#### Texto proporcionado ####

El silencio de las personas auténticas

Obra de Richard Learoyd

En el ensayo Aprendívoros. El cultivo de la curiosidad leo la siguiente reflexión del filósofo Santiago Beruete.  «La pregunta crucial aquí es cómo mantenerse cuerdo en un mundo de locos». Al instante se responde a sí mismo: «Si uno lo medita con cuidado, la respuesta solo puede ser viviendo con autenticidad, consecuentemente, algo mucho más fácil de decir que de hacer». Quizá tropiece en la sesgada mitificación del ayer, pero hace unos decenios todo lo asociado con la autenticidad abrigaba un enorme protagonismo en el escrutinio que se le aplicaba a la evaluación de las personas. La vida oscilaba entre la gama de los polos de la autenticidad y la inautenticidad. Se apelaba a lo auténtico sobre todo para poner en entredicho a aquellas personas que no lo eran (que te tildaran de inauténtico era el mayor oprobio que te podían infligir), lo que respalda la tesis de que nuestro léxico acumula más palabras para describir lo negativo que para indicar experiencias gratas. ¿Y en qué consiste la autenticidad? Sigamos leyendo a Beruete. «Hubo un tiempo no tan lejano en que un aura romántica rodeaba la palabra autenticidad. Las personas aspiraban a ser honestas consigo mismas y con las otras y a vivir sin dobleces ni engaños. Pero en nuestra época parecemos más interesados en guardar las apariencias que en buscar la verdad. La imagen que ofrecemos nos importa más que saber quiénes somos. Y eso que quien no se conoce a sí mismo se condena a ser un impostor. El calificativo auténtico ha caído en desuso o expresa solo una vaga añoranza de una fe que hemos perdido. Parece cosa de otro tiempo que las personas prediquen con el ejemplo y sientan la necesidad de que sus hechos se correspondan con sus palabras».

#### Extractos de datos ####

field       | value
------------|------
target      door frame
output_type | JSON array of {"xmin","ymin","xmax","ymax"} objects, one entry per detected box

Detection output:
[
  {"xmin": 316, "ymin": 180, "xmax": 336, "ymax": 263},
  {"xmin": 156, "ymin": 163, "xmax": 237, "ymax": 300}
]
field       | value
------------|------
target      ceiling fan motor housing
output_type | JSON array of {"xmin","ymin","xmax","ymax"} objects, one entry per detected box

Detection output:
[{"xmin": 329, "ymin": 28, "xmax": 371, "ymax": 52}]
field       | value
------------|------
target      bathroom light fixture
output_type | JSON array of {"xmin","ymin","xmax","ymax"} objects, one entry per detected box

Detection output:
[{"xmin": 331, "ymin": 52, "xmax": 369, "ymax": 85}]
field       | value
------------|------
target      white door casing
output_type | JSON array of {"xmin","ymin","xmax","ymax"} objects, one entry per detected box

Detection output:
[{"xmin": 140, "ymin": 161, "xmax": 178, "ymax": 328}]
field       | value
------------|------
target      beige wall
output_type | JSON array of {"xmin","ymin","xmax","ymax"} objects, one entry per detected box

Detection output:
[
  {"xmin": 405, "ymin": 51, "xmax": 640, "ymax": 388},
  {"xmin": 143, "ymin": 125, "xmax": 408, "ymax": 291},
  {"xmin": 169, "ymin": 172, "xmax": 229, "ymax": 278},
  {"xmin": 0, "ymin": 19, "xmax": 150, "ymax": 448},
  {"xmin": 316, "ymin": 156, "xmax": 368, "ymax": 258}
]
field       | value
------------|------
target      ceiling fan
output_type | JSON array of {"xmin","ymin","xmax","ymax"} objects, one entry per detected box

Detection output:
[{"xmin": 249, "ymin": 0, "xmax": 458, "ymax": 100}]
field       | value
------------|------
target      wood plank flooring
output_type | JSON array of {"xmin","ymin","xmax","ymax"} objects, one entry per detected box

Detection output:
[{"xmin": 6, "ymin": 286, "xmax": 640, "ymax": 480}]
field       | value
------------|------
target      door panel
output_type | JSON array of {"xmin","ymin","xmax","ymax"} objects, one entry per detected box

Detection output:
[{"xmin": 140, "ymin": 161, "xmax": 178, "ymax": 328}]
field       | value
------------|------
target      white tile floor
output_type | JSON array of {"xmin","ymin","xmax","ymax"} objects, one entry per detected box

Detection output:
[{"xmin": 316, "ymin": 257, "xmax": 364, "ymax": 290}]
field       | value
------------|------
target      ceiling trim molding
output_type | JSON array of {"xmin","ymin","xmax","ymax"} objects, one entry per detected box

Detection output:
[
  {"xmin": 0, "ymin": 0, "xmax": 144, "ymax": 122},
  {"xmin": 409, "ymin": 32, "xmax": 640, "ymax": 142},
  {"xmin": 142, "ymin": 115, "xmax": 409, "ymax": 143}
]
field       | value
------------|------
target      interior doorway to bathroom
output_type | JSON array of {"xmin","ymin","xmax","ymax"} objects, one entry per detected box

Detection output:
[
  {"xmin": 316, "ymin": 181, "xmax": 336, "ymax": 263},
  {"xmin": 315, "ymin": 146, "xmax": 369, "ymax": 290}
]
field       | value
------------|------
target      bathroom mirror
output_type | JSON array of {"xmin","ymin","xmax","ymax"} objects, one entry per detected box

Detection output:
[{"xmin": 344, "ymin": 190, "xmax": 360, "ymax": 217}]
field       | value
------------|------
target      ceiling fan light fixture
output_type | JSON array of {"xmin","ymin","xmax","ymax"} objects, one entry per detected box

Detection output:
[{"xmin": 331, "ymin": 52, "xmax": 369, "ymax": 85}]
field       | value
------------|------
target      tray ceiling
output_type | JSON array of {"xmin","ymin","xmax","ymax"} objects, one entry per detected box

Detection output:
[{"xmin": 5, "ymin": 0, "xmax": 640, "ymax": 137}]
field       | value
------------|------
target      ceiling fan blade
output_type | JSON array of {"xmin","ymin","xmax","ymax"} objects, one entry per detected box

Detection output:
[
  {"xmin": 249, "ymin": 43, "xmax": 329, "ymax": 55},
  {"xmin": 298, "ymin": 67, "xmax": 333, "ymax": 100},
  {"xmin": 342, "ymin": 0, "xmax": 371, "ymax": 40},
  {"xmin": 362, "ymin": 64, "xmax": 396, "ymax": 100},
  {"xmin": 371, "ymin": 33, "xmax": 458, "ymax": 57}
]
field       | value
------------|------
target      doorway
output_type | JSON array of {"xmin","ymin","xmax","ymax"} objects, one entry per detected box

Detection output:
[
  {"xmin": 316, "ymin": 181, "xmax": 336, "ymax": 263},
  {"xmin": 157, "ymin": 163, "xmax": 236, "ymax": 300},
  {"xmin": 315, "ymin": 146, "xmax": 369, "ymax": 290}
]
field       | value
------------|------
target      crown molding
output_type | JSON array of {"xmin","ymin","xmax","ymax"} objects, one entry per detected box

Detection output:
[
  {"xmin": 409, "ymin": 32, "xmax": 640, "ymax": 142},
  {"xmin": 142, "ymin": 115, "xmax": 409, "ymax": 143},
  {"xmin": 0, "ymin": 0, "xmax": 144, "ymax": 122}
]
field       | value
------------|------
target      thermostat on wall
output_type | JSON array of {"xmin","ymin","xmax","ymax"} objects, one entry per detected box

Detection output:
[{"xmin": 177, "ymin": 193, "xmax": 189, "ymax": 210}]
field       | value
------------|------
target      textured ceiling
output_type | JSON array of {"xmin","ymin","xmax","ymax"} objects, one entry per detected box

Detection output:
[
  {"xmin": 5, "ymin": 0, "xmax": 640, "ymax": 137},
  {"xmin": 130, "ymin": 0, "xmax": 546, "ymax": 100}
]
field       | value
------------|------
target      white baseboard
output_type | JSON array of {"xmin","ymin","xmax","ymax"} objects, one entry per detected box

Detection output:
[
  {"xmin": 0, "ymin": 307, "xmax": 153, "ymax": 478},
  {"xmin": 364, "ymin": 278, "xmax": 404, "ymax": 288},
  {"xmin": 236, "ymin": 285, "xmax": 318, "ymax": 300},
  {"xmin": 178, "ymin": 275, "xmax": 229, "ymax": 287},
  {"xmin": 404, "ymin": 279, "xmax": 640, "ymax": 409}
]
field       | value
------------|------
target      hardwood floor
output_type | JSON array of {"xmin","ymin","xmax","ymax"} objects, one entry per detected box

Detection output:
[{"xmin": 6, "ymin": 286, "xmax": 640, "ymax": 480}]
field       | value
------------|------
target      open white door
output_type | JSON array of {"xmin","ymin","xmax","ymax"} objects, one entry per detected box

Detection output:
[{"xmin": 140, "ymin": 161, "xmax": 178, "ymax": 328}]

####

**Tus tareas:**
(a) Responde estas preguntas a partir del texto sobre la autenticidad:
(i) ¿Cómo se titula el ensayo de Santiago Beruete que se menciona?
(ii) Según el texto, ¿cuál era hace unos decenios el mayor oprobio que te podían infligir?
(iii) Según Beruete, ¿a qué se condena quien no se conoce a sí mismo?
(b) Escribe la continuación del texto sobre la autenticidad a partir de su última oración.
Los registros provienen de una fuente distinta.

**Resultados por tarea:**
(a)
(i) Aprendívoros. El cultivo de la curiosidad.
(ii) Que te tildaran de inauténtico.
(iii) A ser un impostor.

(b)
Podemos sintetizar que la persona auténtica no tiene dobleces, no finge, no utiliza los ardides propios del mal llamado buenismo (y de nuevo relampaguean las expresiones negativas). Habita en las palabras que pronuncia y en las acciones que esas palabras prologan. Se rige por los principios de honestidad y coherencia. En un mundo donde la conectividad y la mensajería instantáneas permiten revocar compromisos en el último instante, que una persona haga lo que dice y lo que dice que va a hacer lo acabe haciendo en los plazos comprometidos raya la categoría de persona extraordinaria. Que ser congruente devenga elogio desentraña de forma bastante elocuente la idiosincrasia de los tiempos. 

La ensayista y muy crítica con el pensamiento positivo, Barbara Ehrinreich, afirma que en la cultura capitalista el yo se ha cosificado y convertido en una suerte de mercancía que requiere mantenimiento constante. Se ha transformado en una marca. La propia Ehrenreich comenta que «hoy damos por sentado que dentro del yo que mostramos ante los demás hay otro yo, más auténtico». Quizá ese otro yo sea más auténtico, pero probablemente menos valioso para los estándares del mercado, de ahí su ocultación o su fingimiento. Obviamente la persona auténtica no es una marca que se publicita como una mercancía para que los demás le otorguen valor.  Auténtica es aquella persona que es el ser que es y que no hace nada para parecer el ser que no es. La persona inauténtica desahucia al ser que es para hospedar allí al ser que le gustaría a otras personas que fuera, intenta satisfacer las expectativas de los demás desarraigándose de las propias, se mimetiza con el entorno para obtener ventajas o para pasar inadvertida y no perderlas. A veces el ser se troca no por el parecer, sino por el tener, y como bien explicó Erich Fromm, todo lo que demanda el tener se lleva por delante al ser.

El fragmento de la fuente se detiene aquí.